Segment Start: ENTRIES SHOWN
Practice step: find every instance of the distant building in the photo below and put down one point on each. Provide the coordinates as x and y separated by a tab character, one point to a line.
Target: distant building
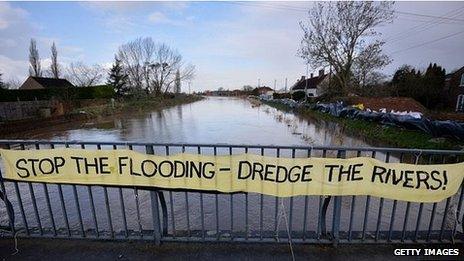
34	83
454	89
263	91
311	85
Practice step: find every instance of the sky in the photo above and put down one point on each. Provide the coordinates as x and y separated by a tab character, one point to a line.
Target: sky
231	44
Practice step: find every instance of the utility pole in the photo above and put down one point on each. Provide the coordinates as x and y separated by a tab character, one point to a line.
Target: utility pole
285	84
306	83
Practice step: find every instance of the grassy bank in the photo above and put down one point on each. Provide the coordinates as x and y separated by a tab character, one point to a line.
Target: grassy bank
22	128
136	105
376	133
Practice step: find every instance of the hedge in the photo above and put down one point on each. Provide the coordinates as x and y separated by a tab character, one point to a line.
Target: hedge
94	92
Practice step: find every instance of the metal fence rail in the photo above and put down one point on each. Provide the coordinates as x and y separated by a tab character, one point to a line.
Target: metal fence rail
105	212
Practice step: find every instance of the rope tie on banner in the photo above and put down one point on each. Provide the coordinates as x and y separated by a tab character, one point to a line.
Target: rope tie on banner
15	238
284	214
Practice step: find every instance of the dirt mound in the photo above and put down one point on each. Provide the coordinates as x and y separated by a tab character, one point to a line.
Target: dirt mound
389	103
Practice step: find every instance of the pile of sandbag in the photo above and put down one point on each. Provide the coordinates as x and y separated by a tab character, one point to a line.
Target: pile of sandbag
406	120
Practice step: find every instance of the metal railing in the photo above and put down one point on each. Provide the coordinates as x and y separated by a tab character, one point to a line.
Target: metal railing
106	212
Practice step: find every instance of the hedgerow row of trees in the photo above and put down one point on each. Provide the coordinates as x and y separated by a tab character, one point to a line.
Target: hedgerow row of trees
140	66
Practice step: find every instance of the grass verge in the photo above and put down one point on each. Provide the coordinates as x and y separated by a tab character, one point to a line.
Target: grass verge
136	105
376	133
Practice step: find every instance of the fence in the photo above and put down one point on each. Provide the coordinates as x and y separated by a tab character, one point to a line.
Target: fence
104	212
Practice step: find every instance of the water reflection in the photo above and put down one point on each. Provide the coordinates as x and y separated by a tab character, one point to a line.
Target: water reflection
212	120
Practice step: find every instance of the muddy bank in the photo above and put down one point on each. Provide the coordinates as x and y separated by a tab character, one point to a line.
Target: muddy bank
99	112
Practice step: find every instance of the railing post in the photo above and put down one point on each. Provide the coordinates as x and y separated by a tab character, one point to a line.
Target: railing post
154	207
337	209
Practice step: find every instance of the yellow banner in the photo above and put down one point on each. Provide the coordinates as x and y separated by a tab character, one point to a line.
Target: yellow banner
282	177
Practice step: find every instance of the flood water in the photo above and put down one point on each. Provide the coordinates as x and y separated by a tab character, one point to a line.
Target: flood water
210	121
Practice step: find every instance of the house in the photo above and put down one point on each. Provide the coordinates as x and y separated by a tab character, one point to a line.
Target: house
311	85
264	90
34	83
454	89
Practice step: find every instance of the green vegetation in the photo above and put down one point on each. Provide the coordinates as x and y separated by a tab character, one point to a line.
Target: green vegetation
377	133
134	105
94	92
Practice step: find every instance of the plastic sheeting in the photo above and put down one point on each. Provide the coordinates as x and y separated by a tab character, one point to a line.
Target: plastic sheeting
435	128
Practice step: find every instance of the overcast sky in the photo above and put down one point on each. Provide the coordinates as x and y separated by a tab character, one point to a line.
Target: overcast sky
231	44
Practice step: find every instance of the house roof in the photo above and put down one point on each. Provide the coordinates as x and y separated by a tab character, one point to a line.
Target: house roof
49	83
312	82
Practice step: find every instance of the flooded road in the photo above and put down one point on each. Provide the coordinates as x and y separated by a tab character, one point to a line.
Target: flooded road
211	121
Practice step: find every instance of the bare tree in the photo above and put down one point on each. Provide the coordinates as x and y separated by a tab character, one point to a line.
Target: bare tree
54	66
153	66
34	60
339	34
135	56
85	76
366	64
177	82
Segment End: ENTRIES SHOWN
TASK: Quote each entry above verbatim and drop the pictures.

TASK ANSWER:
Practice step: find every instance of the distant building in the photo below and put down one point on each. Provide the coordinates as x and y separated by a tab character, one point to a line.
Target: distant building
34	83
454	89
263	91
311	85
Practice step: find every instance of the sky in the photo above and put down one point on each. Provide the coordinates as x and y separated by a tab character, one point to a line.
Target: sky
231	44
Practice step: find every instance of the utility pole in the photo above and put down one point on each. Provide the coordinates as x and y separated by a tab character, one point to a line.
Target: utility pole
285	84
306	83
Practice step: find every instance of the grassy bank in the photo above and put down one point on each. Provide the coordinates as x and y separated by a tab character, one point to a line.
Target: grassy bank
22	128
136	105
376	133
Practice step: find every instance of the hedge in the photo above and put down one point on each. Provide the coordinates as x and y separated by a tab character, one point to a line.
Target: hedge
94	92
Practice step: find every instance of the metal fence rail in the photo above and put down one point on each. Provide the coordinates as x and y separated by a tab character, one point to a line.
Target: metal fence rail
105	212
Practice step: find every instance of the rope tie on banner in the photo above and put down one point on each. Provide the coordinates as x and y separated by a tab character, one point to a line.
Target: rope tie on banner
15	238
284	214
Practice step: find every instance of the dirt mound in the photo above and put down one point on each. Provide the coordinates as x and y separated by a tab character, one point to a line.
Target: dirt mound
389	103
Practice step: find every instance of the pile of sandbag in the photo above and put down one point on each. Provide the coordinates as x and y separated by a tab character, one point to a line.
Target: pile of sandbag
406	120
Practice step: find every instance of the metal railing in the photo above and put down one point on each. Provide the coordinates as x and y separated by a tab character, one point to a line.
Target: metal railing
106	212
Practice step: find every instance of the hedgerow row of trees in the photo above and put down one point on each. Provide the coordinates as x and y separated by a tab character, one point to a line.
Target: hedgerow row of trees
140	66
Practice step: find every instance of the grass verge in the photo above and put down one point on each. Provide the coordinates as x and y separated by a tab character, one point to a line.
Target: grass verge
136	105
376	133
Practice step: find every instance of the fence in the photo above and put down one point on each. Provide the coordinates as x and y separated by a tab character, one point to a line.
Target: fence
104	212
Practice step: find every instance of the water reflection in the photo above and put down one point on each. Provide the coordinates as x and y separated by a tab character, one point to a line.
Target: water reflection
212	120
Practice step: find every instance of the muddy bank in the photo above and put down one point on each. Provide the coordinates as x and y separated by a tab character, one point to a line.
Target: muddy bank
99	112
Practice step: find every instance of the railing post in the photo above and put down one point on each. Provide the coordinates as x and y separated by a tab character, one point to a line.
Target: railing post
154	207
337	209
Practice step: find every instance of the yellow banner in the photo above and put down one point on each. Provide the coordinates as x and y separated by a tab character, one point to a line.
Target: yellow banner
282	177
Practice step: find every instance of the flood water in the photo above and put down one point on each. Provide the coordinates as x and y separated by a tab character, one point to a line.
Target: flood water
210	121
Practice step: find every instance of the house in the photo above and put down one point on each. Provide the coordinates as x and y separated by a tab character, one point to a line.
Target: house
311	85
264	90
34	83
454	89
Practice step: find every instance of the green vegetation in the photo above and put down one point on each. Provide the coordinates as x and y separated by a tab character, one point to a line.
Target: green vegetation
377	133
134	105
94	92
Practice step: find every instance of the plastic sheeting in the photo above and put down one point on each. Provide the coordinates as x and y separated by a tab character, one point to a line.
Target: plastic sheeting
435	128
Practice step: find every instance of the overcast sky in the photo above and put down one point on each. Provide the coordinates as x and y separated by a tab character, one point to a line.
Target: overcast sky
231	44
Practice step: find every instance of the house roof in the photo above and put down one point on each. Provide the coordinates as x and y separated by a tab character, one point to a line.
Target: house roof
49	83
312	82
Practice step: find every instance of the flooded road in the photo above and put down one point on each. Provide the coordinates as x and y separated by a tab character, one point to a line.
Target: flooded road
211	121
Practice step: find every instance of the bare tree in the photo above and put down one point on each. Provide the coordinates as x and y separated by a tab character, one point to a line.
Target: bare tree
54	66
153	66
34	60
339	34
135	56
85	76
366	64
177	82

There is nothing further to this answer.